[START OF Excerpted data]
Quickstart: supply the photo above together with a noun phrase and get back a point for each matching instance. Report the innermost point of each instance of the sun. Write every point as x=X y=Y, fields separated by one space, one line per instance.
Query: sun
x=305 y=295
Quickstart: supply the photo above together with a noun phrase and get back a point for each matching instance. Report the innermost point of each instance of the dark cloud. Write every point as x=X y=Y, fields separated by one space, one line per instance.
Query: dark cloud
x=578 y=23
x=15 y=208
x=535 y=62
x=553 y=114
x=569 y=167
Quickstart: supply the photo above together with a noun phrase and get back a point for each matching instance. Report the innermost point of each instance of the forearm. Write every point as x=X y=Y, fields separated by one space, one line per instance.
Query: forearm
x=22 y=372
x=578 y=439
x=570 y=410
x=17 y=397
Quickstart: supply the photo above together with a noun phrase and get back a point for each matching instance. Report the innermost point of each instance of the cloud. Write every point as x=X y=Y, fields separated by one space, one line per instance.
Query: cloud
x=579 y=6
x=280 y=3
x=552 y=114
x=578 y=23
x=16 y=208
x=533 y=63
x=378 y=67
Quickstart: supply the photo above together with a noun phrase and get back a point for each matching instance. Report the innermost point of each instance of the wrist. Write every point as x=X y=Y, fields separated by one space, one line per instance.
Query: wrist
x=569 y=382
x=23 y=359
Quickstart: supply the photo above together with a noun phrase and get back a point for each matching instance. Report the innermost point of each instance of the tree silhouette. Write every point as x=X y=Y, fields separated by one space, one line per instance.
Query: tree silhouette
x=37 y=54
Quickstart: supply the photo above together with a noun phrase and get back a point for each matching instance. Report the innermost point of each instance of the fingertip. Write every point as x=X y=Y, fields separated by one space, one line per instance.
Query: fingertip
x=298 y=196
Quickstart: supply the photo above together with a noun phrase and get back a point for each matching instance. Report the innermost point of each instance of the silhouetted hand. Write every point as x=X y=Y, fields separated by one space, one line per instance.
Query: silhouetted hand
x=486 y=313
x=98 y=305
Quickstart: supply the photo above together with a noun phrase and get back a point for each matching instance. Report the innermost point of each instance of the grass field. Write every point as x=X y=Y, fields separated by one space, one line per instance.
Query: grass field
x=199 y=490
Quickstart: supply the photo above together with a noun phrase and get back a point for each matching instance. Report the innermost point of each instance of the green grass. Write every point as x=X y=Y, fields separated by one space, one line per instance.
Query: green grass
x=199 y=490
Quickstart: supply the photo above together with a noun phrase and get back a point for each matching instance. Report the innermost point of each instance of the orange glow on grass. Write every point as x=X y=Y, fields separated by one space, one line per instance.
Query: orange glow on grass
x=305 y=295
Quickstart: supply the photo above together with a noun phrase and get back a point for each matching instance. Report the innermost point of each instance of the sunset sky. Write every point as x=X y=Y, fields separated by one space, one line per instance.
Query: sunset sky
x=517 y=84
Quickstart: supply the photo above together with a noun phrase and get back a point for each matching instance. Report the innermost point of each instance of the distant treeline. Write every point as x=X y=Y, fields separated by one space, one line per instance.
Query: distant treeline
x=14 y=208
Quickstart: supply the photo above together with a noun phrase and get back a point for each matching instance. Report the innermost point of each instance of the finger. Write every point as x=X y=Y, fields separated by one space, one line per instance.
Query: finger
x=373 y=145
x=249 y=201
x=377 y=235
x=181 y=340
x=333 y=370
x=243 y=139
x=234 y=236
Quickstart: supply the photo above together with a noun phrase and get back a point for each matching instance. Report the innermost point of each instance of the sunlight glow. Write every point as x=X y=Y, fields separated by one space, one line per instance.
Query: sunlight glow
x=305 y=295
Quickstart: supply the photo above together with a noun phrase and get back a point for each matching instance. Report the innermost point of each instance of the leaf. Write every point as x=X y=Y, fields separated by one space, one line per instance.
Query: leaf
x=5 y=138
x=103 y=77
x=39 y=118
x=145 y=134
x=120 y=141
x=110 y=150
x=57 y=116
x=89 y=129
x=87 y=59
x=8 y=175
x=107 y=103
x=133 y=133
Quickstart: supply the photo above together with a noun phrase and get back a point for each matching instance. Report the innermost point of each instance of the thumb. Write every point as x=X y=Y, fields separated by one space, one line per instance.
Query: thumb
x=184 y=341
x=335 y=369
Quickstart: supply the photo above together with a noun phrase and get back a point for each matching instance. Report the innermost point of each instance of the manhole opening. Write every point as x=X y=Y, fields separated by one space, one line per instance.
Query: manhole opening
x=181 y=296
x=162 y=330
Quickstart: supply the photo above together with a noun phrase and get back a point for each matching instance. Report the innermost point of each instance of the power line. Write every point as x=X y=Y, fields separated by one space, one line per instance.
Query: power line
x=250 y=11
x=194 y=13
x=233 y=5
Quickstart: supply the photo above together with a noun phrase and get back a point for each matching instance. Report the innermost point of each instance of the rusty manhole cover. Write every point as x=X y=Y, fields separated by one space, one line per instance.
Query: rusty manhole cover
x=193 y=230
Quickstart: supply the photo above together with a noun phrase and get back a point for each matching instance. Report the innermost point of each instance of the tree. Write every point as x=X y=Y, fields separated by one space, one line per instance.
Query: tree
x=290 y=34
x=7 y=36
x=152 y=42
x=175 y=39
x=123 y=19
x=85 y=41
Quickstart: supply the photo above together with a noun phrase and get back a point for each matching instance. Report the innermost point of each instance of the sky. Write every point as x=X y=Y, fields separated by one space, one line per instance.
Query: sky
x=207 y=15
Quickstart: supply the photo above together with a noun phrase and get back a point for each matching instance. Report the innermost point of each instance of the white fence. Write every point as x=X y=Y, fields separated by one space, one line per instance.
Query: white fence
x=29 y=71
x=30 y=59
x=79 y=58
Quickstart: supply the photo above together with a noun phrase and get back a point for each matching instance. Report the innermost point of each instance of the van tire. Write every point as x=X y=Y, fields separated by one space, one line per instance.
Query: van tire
[END OF Excerpted data]
▶ [Aim]:
Reproduce all of the rows above, substituting "text query" for every occurrence of "noun phrase" and leaving everything else unchanged.

▶ [The completed task]:
Quickstart: supply the photo above together with a text query and get back a point for each matching instance. Report the innermost point of each instance of the sun. Write every point as x=X y=Y, fields separated by one space, one line per instance.
Query: sun
x=305 y=295
Quickstart: supply the photo above together with a text query and get back a point for each matching instance. Report the innermost point of each instance of the dark cloud. Write every point as x=X y=Y, fields separated by one space, one line per instance.
Query: dark cloud
x=578 y=23
x=15 y=208
x=535 y=62
x=553 y=114
x=569 y=167
Quickstart: supply the photo above together with a text query and get back a point for each matching instance. Report the innermost point of each instance of the forearm. Write every point as x=X y=Y, fields separated by one space, one line per instance.
Query: forearm
x=22 y=372
x=578 y=439
x=570 y=410
x=17 y=397
Quickstart: supply the photo above together with a text query and get back a point for each matching instance. Report the innermost point of each instance of the cloud. Write every point as x=X y=Y, fields separated by one space, one line per instance.
Query: cloud
x=579 y=6
x=280 y=3
x=552 y=114
x=578 y=23
x=16 y=208
x=533 y=63
x=378 y=67
Quickstart: supply the photo above together with a text query and get back a point for each matching instance. Report the innermost point of each instance of the wrist. Write every point as x=X y=Y, fields separated by one space, one line per instance.
Query: wrist
x=569 y=382
x=23 y=359
Quickstart: supply the photo above together with a text query and get back a point for each matching instance. Report the innermost point of each instance of the tree silhouette. Write every point as x=X y=Y, fields separated by one space, one line per instance.
Query: tree silhouette
x=37 y=54
Quickstart: supply the photo above together with a text query and get back a point for each matching instance. Report the innermost point of each instance of the fingertip. Write every point as x=X y=Y, fields separated by one space, one line per instance.
Query: fingertip
x=298 y=196
Quickstart: supply the photo above together with a text query and get back a point for each matching instance. Report the innermost point of each instance of the silhouetted hand. Write every point as x=X y=Y, fields separated by one space, one line per instance.
Query: silhouetted hand
x=486 y=313
x=98 y=305
Quickstart: supply the photo above together with a text query and get back a point for each matching instance. Report the innermost point of each instance of the grass field. Write every point as x=X y=Y, fields separated by one space, one line per instance.
Query: grass field
x=199 y=490
Quickstart: supply the photo above together with a text query and get back a point for each matching instance. Report the innermost point of each instance of the green grass. Write every point as x=X y=Y, fields separated by one space, one line per instance.
Query: green grass
x=199 y=490
Quickstart: supply the photo above together with a text query and get back a point for each matching instance. Report the innermost point of each instance of the orange glow on grass. Write every point as x=X y=Y, fields separated by one space, one line per instance.
Query: orange glow on grass
x=305 y=295
Quickstart: supply the photo above together with a text query and get back a point for each matching instance. Report the innermost point of each instance of the sunset sky. Write every point as x=X y=Y, fields separated by one space, one line per instance.
Query: sunset sky
x=517 y=84
Quickstart: supply the photo above together with a text query and get back a point for each matching instance. Report the innermost point of each instance of the distant treeline. Write every point as x=X y=Y, fields separated by one space, one line per instance.
Query: distant treeline
x=14 y=208
Quickstart: supply the photo above together with a text query and get back a point for each matching instance. Report the innermost point of each instance of the finger. Write every point as x=X y=Y, fields separated by one space, one line per instance.
Query: finger
x=373 y=145
x=249 y=201
x=377 y=235
x=181 y=340
x=333 y=370
x=243 y=139
x=234 y=236
Quickstart: supply the photo above together with a text query and get back a point for each matching instance. Report the innermost point of each instance of the sunlight glow. Write every point as x=X y=Y, fields separated by one space, one line per instance.
Query: sunlight glow
x=305 y=295
Quickstart: supply the photo above together with a text query and get back a point for each matching instance. Report the innermost point of each instance of the leaf. Write every point as x=X y=Y, fields separated by one space, one line per instance.
Query: leaf
x=5 y=138
x=103 y=77
x=39 y=118
x=145 y=134
x=120 y=141
x=110 y=150
x=57 y=116
x=89 y=129
x=87 y=59
x=8 y=175
x=107 y=103
x=133 y=133
Quickstart: supply the photo above together with a text query and get back a point for each matching instance. Report the innermost point of each instance of the thumb. Write every point as x=X y=Y, fields separated by one space, one line per instance.
Query: thumb
x=184 y=341
x=335 y=369
Quickstart: supply the photo above together with a text query and get back a point for each matching instance. Report the innermost point of each instance of the manhole opening. Write every point as x=X y=Y, fields separated by one space, one line per instance.
Query: manhole opening
x=181 y=296
x=162 y=330
Quickstart: supply the photo above together with a text query and get back a point for each matching instance. Report the innermost point of each instance of the power line. Write every point as x=X y=Y, fields separated by one space, one line per instance.
Query: power line
x=250 y=11
x=194 y=13
x=233 y=5
Quickstart: supply the photo above together with a text query and get back a point for each matching instance. Report the innermost point of each instance of the rusty manhole cover. Write every point as x=X y=Y, fields separated by one space, one line per instance.
Query: rusty manhole cover
x=193 y=230
Quickstart: supply the photo above together with a text query and get back a point for each matching instance. Report the innermost point of each instance of the tree. Write every point as x=X y=Y, fields separated by one space, one line per instance.
Query: tree
x=290 y=34
x=7 y=36
x=152 y=42
x=175 y=39
x=123 y=19
x=85 y=41
Quickstart: supply the photo above together with a text query and get back a point for each matching instance. Report the innermost point of each instance of the sky. Write every point as x=X y=Y, fields separated by one space, one line per instance.
Query: sky
x=207 y=15
Quickstart: supply the photo above together with a text query and get back a point for each matching instance. Report the innermost point of each instance of the white fence. Write every point as x=X y=Y, fields separated by one space, one line per instance.
Query: white fence
x=29 y=71
x=30 y=59
x=79 y=58
Quickstart: supply the photo above together with a text query and get back a point for each matching instance. Report the innermost point of each instance of the van tire. Write every point as x=X y=Y, fields separated by one space, one line per instance.
Query: van tire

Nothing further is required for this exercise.